> SET EXERCISE A:
Count the lines of the records that contain the string "rocky", treating case as significant. Give only the number.

> TEXT PASSAGE:
[BEGIN]
Beef trade groups are naturally giddy with excitement. “We strongly welcome the announcement that an agreement has been made to restore U.S. beef exports to China,” Craig Uden, president of the National Cattlemen’s Beef Association, said in a statement. “It’s impossible to overstate how beneficial this will be for America’s cattle producers. . . . We look forward to providing nearly 1.4 billion new customers in China with the same safe and delicious U.S. beef that we feed our families."

The U.S. Meat Export Federation appears equally thrilled. "The USMEF and its members greatly appreciate the efforts of the Trump administration and officials at USDA and USTR that made today’s announcement possible,” the trade association said in a statement. 

American chicken producers are also eying the changes, even though they mean more initial competition in the U.S. chicken market. American chicken is still banned in China following concerns about avian flu, but it might open up in the future given these market shifts. 

Jim Sumner, president of the USA Poultry and Egg Export Council, told USA Today that opening up the Chinese market for U.S. chicken producers trumps concerns about Chinese competitors entering the markets stateside. “It’s more important for us get that market back,” he said. “We can’t produce enough chicken wings to satisfy demand here. So it’s all good. We’re glad to see it happen because our industry believes in free, open trade.”

Not everyone is glad that Americans will have access to Chinese cooked chicken. The food advocacy group Food and Water Watch “denounces this move, as it will put U.S. consumers at risk for illnesses from potentially unsafe food imports," executive director Wenonah Hauter said in a statement. The plan to allow Chinese poultry imports “stalled for years due to China’s long history of food safety problems and the dramatic differences between U.S. and Chinese food safety inspection systems,” she further claimed.
[END]
> SET EXERCISE B:
For each statement below, answer yes or no according to the passage on U.S.–China meat trade, and quote the words from it that decide the answer. (i) Craig Uden is president of the National Cattlemen's Beef Association. (ii) American chicken can currently be sold in China. (iii) Jim Sumner says U.S. producers make more chicken wings than the home market needs.

> GIVEN DATA:
[BEGIN]
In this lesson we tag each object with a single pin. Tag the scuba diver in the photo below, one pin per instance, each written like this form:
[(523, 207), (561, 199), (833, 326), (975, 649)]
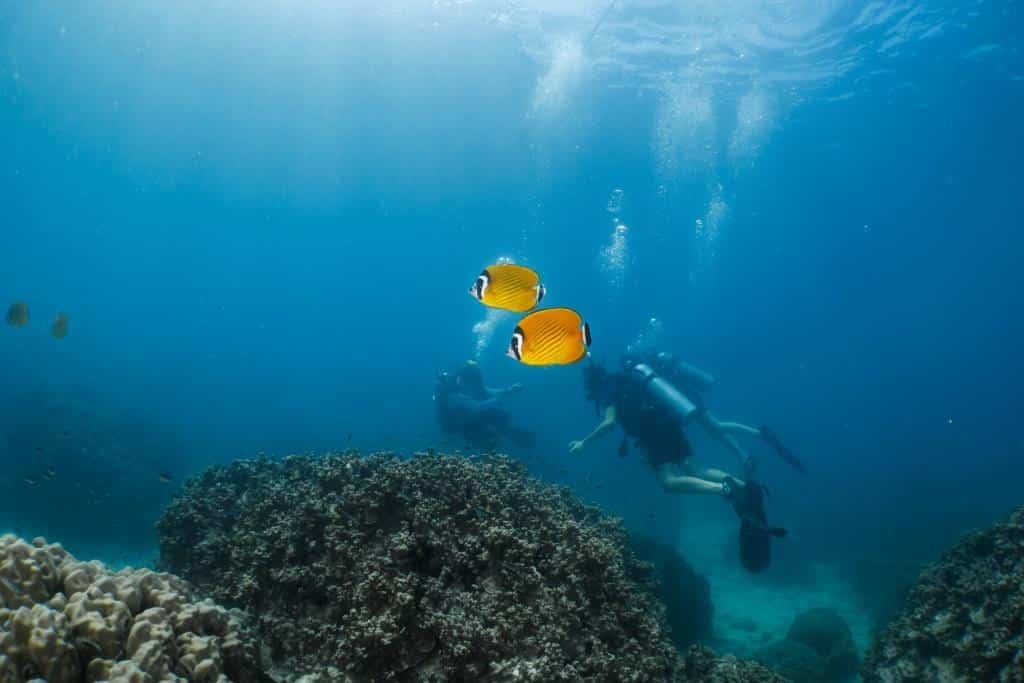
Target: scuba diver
[(652, 398), (468, 408)]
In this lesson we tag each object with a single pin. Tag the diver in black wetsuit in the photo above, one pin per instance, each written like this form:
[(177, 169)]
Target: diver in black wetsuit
[(652, 407), (467, 408)]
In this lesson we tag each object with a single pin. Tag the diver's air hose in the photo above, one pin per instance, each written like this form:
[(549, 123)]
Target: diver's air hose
[(666, 395)]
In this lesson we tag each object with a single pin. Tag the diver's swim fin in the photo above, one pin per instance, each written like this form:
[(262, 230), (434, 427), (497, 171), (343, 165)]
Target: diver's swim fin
[(772, 439), (755, 535)]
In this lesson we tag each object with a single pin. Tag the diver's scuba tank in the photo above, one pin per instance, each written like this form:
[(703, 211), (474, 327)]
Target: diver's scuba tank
[(662, 391), (686, 374)]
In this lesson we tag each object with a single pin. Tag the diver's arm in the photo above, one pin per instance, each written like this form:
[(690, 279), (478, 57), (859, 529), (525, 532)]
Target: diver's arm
[(607, 423), (503, 391)]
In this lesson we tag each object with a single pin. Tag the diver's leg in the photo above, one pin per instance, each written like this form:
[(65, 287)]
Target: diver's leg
[(709, 473), (737, 428), (722, 432), (674, 483)]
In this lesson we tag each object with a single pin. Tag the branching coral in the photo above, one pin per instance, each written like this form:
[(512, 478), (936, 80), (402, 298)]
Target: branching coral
[(964, 621), (68, 622), (423, 569)]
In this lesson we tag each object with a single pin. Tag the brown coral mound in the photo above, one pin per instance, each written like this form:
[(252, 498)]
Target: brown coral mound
[(701, 665), (965, 619), (431, 568), (68, 622)]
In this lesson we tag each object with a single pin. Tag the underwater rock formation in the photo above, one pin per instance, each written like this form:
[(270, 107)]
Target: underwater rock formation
[(68, 622), (818, 648), (964, 620), (825, 632), (685, 593), (432, 568), (794, 660), (701, 665)]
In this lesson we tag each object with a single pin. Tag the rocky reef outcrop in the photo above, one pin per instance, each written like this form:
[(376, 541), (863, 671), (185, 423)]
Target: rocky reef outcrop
[(964, 621), (426, 569), (62, 621), (685, 594), (818, 648)]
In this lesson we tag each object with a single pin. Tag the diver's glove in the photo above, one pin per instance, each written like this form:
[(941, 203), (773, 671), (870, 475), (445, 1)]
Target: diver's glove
[(730, 488)]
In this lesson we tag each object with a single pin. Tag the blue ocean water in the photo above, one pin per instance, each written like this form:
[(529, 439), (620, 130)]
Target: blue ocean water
[(262, 221)]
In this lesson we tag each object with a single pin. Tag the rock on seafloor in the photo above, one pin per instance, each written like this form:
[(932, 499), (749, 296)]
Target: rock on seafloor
[(433, 568), (62, 621), (964, 621)]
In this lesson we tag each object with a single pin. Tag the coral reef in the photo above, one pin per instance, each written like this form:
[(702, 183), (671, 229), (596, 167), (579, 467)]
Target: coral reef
[(425, 569), (685, 593), (964, 621), (66, 622)]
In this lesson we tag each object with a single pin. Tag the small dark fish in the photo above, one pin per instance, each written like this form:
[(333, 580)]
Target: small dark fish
[(17, 314)]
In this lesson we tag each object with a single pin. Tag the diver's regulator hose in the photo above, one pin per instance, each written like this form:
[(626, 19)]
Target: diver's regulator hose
[(667, 395)]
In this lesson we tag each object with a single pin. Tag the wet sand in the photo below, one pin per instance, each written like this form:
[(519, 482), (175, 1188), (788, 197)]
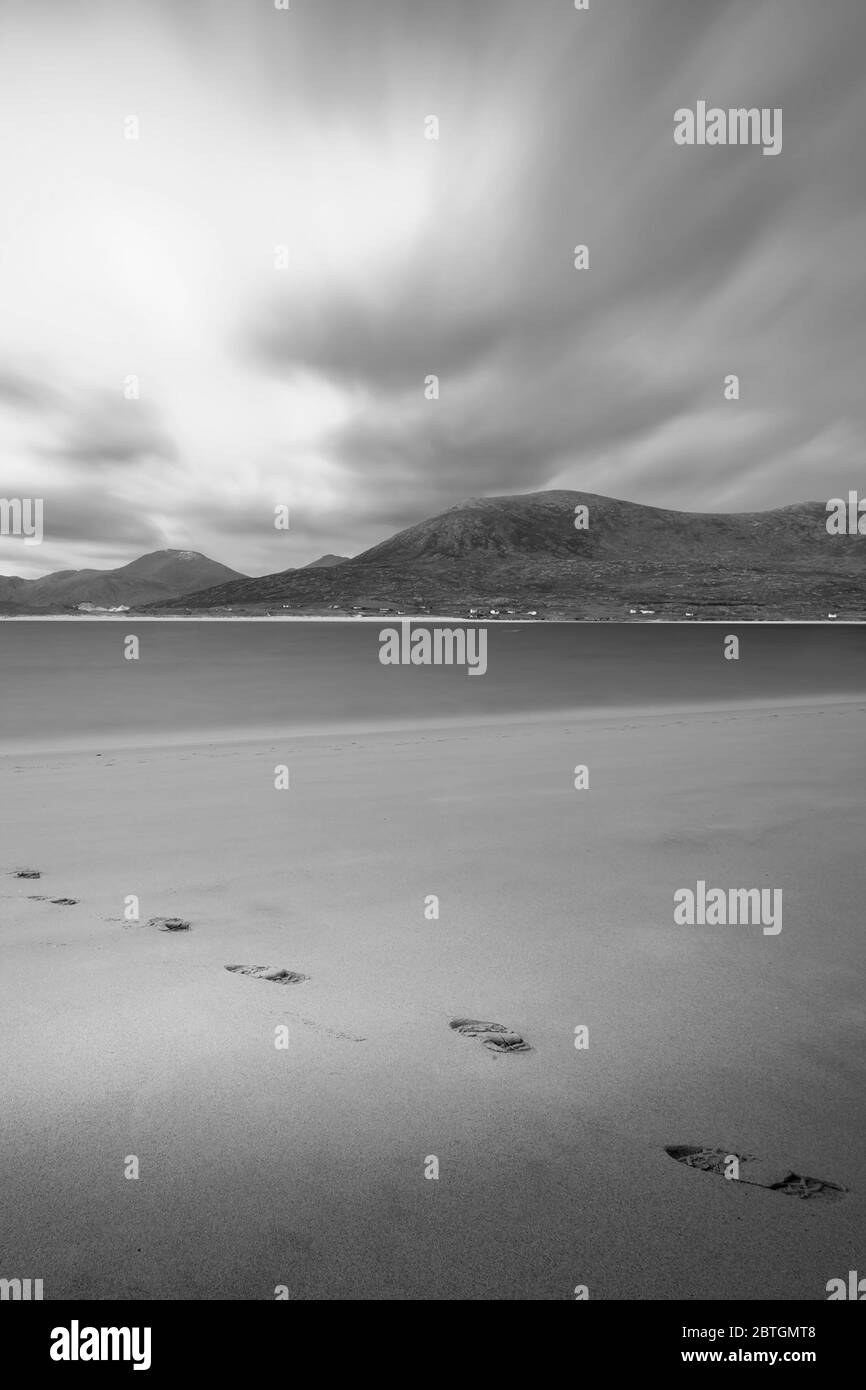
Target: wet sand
[(305, 1166)]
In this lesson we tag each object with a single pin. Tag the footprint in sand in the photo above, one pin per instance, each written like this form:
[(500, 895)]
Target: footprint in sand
[(495, 1036), (268, 972), (779, 1178)]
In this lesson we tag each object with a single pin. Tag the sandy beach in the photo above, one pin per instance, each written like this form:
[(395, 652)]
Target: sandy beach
[(303, 1166)]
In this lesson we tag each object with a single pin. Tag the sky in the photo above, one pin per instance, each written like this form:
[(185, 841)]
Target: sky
[(281, 259)]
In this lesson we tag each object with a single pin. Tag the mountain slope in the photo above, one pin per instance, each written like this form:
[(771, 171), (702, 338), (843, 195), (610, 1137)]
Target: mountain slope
[(163, 574), (523, 552)]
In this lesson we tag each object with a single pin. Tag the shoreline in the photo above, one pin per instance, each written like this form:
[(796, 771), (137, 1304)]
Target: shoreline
[(599, 716)]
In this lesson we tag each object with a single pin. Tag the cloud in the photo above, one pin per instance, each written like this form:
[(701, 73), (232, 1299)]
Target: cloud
[(409, 257), (111, 430)]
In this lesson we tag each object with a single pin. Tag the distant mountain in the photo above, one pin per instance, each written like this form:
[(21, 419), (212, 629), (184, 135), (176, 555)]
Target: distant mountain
[(524, 555), (164, 574)]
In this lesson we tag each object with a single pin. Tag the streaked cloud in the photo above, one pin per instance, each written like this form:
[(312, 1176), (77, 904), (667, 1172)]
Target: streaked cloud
[(406, 257)]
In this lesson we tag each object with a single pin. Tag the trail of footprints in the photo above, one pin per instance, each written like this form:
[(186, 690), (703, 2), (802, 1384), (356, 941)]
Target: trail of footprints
[(496, 1037)]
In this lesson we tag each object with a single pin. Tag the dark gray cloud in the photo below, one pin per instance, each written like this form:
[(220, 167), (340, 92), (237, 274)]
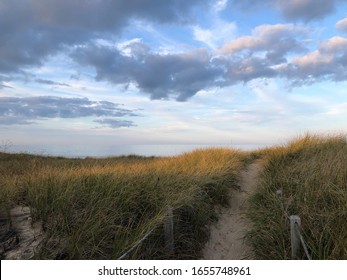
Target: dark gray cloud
[(159, 75), (26, 110), (305, 10), (264, 54), (33, 29), (115, 123), (50, 83), (329, 62)]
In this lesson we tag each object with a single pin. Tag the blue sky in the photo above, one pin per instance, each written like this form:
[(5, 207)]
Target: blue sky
[(135, 72)]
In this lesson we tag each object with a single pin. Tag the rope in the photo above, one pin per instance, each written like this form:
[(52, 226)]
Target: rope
[(280, 198), (303, 242)]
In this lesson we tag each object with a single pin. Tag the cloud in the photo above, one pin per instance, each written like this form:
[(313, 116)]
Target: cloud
[(342, 25), (162, 76), (51, 83), (329, 62), (26, 110), (115, 123), (32, 30), (305, 10), (276, 40)]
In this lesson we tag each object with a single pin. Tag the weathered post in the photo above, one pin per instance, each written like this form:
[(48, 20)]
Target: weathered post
[(169, 230), (294, 238)]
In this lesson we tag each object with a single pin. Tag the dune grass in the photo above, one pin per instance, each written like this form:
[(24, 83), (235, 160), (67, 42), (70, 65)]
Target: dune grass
[(311, 174), (99, 208)]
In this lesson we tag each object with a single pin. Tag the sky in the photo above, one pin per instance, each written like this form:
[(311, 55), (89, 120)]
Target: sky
[(100, 73)]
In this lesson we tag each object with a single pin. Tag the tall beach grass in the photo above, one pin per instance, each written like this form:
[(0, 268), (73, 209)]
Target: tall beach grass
[(99, 208)]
[END]
> FINISHED ANSWER A:
2

> FINISHED ANSWER B:
(i) Yes: "Craig Uden, president of the National Cattlemen’s Beef Association"
(ii) No: "American chicken is still banned in China following concerns about avian flu"
(iii) No: "We can’t produce enough chicken wings to satisfy demand here."